* **Exercise goal**
Please answer these questions from the forum post below:
(a) What is the title of the article the post describes?
(b) Which three areas of unrelieved pain does the article survey?
(c) In what year was the "Global Day Against Pain" held?

* **Passage**
Hi all...
Sorry it's been a while since I've been posting like I should. Added to other reasons, now my computer is hosed up until grandson gets the 'parasite' out that has infected it...again!...arrggggg
So I hijacked hubby's to get back in the flow of things on the forum.
I was searching for information while answering someone's questions and came across an amazingly written article on the web site of "Anesthesia & Analgesia" which is part of the International Anesthesia and Research Society. This appears to be a trade group like the AMA. Anyway, the article I found deals with the 'Right' to pain control by the medical profession. It's titled "Pain Management: A Fundamental Human Right". I found it not only informative but encouraging. I will confess I haven't read the entire article....it's very long! But it's well broken down into titled segments so you can read about
those you are most interested in if you choose. Below are highlights from the abstract of the article and a link if you want to check it out.
Hope this helps someone...
Chutz
www.anesthesia-analgesia.org/content/105/1/205.fullAbstract
This article surveys worldwide medical, ethical, and legal trends and initiatives related to the concept of pain management as a human right. This concept recently gained momentum with the 2004 European Federation of International Association for the Study of Pain (IASP) Chapters-, International Association for the Study of Pain- and World Health Organization-sponsored “Global Day Against Pain,” where it was adopted as a central theme. We survey the scope of the problem of unrelieved pain in three areas, acute pain, chronic noncancer pain, and cancer pain, and outline the adverse physical and psychological effects and social and economic costs of untreated pain. Reasons for deficiencies in pain management include cultural, societal, religious, and political attitudes, including acceptance of torture. ...............
We conclude that, because pain management is the subject of many initiatives within the disciplines of medicine, ethics and law, we are at an “inflection point” in which unreasonable failure to treat pain is viewed worldwide as poor medicine, unethical practice, and an abrogation of a fundamental human right.

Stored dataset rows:
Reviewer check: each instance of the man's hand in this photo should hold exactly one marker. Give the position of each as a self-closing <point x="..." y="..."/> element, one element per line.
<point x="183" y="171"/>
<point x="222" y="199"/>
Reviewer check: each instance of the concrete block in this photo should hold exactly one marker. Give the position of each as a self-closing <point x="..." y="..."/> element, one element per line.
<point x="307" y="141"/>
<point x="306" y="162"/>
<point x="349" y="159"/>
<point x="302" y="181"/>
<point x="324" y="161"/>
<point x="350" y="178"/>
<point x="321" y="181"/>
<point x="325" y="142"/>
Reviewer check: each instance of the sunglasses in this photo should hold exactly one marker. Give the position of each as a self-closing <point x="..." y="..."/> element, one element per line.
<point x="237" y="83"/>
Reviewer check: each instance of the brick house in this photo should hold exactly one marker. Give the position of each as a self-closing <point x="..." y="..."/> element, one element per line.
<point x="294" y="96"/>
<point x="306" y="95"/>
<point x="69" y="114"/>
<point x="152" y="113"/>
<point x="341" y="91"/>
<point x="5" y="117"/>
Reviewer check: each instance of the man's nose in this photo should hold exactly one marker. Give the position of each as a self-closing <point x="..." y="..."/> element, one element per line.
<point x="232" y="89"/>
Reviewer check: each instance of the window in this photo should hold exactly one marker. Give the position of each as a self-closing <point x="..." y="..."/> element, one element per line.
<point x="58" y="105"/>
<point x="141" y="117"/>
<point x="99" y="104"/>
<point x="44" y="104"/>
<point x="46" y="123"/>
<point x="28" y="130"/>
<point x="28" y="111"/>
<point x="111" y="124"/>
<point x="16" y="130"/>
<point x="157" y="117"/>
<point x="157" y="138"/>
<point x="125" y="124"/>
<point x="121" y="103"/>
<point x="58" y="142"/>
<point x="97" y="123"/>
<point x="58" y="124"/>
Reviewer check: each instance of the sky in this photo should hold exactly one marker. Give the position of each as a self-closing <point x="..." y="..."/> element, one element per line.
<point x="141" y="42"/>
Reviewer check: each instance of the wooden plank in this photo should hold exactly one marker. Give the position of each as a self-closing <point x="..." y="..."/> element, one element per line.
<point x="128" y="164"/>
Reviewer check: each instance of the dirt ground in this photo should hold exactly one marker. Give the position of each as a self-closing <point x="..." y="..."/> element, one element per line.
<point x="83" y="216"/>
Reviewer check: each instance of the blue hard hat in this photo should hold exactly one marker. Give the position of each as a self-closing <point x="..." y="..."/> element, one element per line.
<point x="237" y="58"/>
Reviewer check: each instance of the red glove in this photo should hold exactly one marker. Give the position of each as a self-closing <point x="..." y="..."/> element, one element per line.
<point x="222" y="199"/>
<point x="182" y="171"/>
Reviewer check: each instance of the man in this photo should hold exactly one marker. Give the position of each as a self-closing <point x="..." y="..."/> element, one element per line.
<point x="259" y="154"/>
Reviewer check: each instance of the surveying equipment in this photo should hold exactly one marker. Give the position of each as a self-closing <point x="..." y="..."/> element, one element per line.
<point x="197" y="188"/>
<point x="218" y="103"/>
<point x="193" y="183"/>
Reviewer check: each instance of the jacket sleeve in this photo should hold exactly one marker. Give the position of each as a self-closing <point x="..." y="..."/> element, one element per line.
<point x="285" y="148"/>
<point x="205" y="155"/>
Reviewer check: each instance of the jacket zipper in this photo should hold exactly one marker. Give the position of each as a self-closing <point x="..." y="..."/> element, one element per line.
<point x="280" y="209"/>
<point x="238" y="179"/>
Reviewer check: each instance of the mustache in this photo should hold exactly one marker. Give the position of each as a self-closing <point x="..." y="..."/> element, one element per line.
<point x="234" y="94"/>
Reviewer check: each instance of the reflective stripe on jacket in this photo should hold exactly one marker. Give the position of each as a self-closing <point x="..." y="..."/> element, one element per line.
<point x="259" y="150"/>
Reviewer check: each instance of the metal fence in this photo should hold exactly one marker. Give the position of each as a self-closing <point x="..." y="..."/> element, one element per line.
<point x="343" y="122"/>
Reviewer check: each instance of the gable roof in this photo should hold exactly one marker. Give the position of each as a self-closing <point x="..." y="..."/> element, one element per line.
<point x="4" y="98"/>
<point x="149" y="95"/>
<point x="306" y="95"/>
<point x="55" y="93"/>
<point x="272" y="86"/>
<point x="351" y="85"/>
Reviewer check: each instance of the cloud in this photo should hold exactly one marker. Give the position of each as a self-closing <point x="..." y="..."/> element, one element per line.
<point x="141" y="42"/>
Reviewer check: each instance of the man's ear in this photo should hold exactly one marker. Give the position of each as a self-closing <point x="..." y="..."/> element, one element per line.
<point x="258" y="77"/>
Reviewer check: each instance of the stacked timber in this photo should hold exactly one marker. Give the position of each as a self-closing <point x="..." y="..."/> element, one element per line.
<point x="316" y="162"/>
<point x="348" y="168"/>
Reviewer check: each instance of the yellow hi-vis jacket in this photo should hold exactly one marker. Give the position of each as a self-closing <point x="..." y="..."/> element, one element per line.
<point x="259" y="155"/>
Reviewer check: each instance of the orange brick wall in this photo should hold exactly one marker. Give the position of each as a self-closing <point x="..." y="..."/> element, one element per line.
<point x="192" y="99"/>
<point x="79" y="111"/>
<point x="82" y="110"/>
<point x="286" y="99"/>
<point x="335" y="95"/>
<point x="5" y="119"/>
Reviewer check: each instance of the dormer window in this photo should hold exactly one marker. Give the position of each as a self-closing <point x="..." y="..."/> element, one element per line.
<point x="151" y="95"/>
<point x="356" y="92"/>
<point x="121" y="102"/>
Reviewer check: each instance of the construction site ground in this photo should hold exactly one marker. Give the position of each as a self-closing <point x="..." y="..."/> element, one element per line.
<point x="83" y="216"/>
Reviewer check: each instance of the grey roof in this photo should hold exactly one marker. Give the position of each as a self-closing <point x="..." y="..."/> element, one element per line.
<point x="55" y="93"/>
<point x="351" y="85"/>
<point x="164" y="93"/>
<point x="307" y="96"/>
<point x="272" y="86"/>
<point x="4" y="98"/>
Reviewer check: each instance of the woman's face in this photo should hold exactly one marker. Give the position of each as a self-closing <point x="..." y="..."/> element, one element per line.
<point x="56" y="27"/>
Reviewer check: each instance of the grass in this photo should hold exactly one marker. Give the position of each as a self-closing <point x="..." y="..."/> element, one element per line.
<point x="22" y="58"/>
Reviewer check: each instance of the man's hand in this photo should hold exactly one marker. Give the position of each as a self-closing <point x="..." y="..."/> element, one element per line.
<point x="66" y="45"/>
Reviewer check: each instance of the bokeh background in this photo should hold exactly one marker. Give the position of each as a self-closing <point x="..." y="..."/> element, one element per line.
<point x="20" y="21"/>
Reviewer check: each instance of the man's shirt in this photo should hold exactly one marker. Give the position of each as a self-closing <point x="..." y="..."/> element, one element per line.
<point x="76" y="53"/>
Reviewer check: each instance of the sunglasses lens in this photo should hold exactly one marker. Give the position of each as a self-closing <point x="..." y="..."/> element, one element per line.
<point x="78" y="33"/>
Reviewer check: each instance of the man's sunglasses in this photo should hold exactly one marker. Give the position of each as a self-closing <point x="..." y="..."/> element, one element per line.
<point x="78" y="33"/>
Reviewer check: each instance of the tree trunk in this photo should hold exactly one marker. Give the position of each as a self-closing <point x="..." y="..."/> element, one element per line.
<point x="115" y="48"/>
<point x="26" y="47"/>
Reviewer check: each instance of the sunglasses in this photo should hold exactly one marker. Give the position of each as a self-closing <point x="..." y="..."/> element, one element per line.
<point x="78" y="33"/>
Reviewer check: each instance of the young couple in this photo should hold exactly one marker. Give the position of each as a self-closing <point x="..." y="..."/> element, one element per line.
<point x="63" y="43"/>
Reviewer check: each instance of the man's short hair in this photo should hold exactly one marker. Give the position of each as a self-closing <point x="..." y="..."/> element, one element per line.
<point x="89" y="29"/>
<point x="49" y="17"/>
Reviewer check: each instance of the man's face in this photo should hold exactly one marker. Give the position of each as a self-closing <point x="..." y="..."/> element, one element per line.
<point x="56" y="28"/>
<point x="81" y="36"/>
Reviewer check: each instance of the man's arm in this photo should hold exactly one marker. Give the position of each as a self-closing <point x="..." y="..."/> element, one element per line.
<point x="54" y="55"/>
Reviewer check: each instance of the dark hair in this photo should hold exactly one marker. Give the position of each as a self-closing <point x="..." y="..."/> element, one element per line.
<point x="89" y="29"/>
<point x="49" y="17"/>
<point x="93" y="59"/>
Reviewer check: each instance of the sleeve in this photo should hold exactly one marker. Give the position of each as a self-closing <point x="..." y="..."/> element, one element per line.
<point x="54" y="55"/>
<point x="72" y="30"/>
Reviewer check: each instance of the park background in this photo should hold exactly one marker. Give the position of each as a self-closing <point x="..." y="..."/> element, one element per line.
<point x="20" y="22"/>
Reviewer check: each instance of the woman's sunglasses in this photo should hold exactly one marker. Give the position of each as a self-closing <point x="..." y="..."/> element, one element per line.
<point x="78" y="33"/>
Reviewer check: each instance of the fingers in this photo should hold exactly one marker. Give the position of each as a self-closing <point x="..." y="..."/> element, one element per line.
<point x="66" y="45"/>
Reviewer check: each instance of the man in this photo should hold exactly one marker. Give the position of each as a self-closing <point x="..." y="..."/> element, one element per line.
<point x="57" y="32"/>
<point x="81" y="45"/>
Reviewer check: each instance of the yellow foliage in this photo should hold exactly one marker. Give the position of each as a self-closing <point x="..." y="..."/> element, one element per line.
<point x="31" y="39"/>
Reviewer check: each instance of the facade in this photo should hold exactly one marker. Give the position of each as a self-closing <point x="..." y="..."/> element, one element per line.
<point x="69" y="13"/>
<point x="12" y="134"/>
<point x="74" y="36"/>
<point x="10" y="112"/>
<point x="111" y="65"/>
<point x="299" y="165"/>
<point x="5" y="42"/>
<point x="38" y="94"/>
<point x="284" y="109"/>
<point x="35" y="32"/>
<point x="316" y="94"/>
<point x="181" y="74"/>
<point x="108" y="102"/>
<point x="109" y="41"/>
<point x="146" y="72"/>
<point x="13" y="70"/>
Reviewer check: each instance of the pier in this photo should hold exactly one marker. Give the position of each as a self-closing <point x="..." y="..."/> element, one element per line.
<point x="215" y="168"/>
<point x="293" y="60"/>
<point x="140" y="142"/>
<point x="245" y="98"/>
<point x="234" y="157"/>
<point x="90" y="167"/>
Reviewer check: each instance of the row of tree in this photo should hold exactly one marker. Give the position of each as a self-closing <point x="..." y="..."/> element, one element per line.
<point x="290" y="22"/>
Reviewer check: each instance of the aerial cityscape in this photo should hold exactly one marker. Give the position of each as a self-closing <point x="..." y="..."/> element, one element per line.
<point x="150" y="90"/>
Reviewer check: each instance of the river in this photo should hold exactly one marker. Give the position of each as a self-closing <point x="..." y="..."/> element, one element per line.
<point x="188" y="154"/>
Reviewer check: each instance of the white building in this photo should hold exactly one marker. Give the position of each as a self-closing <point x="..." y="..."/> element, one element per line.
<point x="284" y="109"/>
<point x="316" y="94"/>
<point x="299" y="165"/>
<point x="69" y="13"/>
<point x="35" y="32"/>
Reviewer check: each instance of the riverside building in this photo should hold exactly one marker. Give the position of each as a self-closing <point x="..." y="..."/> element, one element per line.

* **Solution to the exercise**
(a) "Pain Management: A Fundamental Human Right"
(b) Acute pain, chronic noncancer pain, and cancer pain
(c) 2004